# Assignment:
Transcribe exactly the lines that fall between the one holding "Where can you see the black" and the one holding "Where can you see the shirt collar?", inclusive, from the entries below.
*** Opening Dataset content ***
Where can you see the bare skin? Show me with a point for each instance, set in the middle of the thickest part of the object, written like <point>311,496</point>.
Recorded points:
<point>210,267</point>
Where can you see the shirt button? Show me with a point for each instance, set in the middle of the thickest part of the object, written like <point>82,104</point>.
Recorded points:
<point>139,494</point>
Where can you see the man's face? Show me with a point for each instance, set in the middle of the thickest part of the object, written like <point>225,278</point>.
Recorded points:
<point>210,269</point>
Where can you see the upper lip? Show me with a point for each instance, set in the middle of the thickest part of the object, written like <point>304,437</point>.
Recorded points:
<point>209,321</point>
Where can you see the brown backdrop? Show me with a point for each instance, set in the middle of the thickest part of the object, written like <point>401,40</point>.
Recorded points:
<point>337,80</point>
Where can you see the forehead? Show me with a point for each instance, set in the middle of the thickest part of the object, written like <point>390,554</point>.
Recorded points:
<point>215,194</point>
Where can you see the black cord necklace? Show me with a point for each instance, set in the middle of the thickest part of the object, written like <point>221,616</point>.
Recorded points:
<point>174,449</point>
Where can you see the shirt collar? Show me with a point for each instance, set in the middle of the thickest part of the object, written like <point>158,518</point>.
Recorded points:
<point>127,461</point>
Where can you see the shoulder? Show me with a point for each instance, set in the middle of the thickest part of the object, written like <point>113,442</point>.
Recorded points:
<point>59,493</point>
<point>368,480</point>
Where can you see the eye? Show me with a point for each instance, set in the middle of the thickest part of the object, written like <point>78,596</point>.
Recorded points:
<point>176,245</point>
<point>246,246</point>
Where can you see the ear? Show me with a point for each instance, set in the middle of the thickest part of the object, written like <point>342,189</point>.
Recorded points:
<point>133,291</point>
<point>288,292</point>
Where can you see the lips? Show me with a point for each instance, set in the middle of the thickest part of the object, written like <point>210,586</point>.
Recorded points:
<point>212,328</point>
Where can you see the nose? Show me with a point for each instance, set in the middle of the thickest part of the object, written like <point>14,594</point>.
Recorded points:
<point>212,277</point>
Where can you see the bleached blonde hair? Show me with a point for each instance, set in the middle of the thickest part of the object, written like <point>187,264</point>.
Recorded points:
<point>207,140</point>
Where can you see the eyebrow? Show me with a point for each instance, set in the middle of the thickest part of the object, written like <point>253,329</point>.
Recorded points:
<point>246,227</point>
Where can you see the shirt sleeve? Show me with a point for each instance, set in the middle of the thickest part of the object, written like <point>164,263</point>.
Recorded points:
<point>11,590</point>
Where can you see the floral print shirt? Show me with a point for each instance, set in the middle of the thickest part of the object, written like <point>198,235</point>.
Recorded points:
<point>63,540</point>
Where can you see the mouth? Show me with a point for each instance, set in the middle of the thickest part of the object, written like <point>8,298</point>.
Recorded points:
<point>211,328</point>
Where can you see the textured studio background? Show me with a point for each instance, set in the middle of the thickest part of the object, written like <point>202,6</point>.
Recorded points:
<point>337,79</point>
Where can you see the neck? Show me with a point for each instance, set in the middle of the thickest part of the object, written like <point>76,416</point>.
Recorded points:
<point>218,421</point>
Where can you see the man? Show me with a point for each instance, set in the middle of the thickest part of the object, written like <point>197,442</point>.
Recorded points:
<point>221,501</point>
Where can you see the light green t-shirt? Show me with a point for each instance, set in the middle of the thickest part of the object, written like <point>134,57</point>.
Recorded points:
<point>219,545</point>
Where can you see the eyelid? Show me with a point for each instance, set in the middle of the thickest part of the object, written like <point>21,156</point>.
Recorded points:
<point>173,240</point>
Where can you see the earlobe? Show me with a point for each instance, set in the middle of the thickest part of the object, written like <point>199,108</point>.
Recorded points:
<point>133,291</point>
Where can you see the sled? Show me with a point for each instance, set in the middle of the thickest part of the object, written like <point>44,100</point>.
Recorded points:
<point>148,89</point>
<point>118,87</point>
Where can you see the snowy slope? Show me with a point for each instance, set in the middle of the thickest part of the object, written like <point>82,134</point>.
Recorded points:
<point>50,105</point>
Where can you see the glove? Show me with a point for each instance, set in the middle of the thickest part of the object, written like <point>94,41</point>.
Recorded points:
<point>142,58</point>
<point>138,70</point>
*** Closing Dataset content ***
# Reply:
Where can you see the black cord necklace? Show me with a point for each instance, set in the middle of the thickest part of the object, written like <point>221,616</point>.
Recorded points:
<point>174,449</point>
Where can you see the shirt collar? Show me with a point for each instance, set in the middle of the thickest part of the object, written like <point>158,518</point>.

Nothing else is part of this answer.